— SET TASK —
Extract each line of the listing that contains the string "pepper".

— MATERIAL FOR THIS TASK —
___

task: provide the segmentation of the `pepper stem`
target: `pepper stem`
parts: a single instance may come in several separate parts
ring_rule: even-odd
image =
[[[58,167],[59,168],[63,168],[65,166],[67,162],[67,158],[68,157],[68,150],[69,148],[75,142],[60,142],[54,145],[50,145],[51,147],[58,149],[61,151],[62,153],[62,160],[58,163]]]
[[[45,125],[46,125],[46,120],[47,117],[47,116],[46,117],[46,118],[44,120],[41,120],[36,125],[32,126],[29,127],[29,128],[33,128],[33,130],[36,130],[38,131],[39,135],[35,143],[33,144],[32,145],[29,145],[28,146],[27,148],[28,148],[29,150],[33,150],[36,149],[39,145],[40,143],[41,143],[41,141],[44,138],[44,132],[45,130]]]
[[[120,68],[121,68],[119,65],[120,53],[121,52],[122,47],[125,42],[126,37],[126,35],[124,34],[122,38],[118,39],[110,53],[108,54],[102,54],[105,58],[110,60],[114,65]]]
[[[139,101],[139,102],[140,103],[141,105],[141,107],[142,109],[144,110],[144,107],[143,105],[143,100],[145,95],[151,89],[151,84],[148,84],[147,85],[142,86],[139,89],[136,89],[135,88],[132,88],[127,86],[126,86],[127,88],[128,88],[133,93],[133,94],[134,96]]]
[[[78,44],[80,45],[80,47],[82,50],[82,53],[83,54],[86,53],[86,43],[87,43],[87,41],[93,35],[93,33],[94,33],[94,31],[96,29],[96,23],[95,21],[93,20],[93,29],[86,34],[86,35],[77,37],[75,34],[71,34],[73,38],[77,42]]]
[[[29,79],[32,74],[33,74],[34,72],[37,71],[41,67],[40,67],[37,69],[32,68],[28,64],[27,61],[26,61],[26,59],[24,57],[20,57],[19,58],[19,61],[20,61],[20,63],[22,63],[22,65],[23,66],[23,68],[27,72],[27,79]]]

___

— WRITTEN RESPONSE —
task: provide the segmentation of the `pepper stem`
target: `pepper stem`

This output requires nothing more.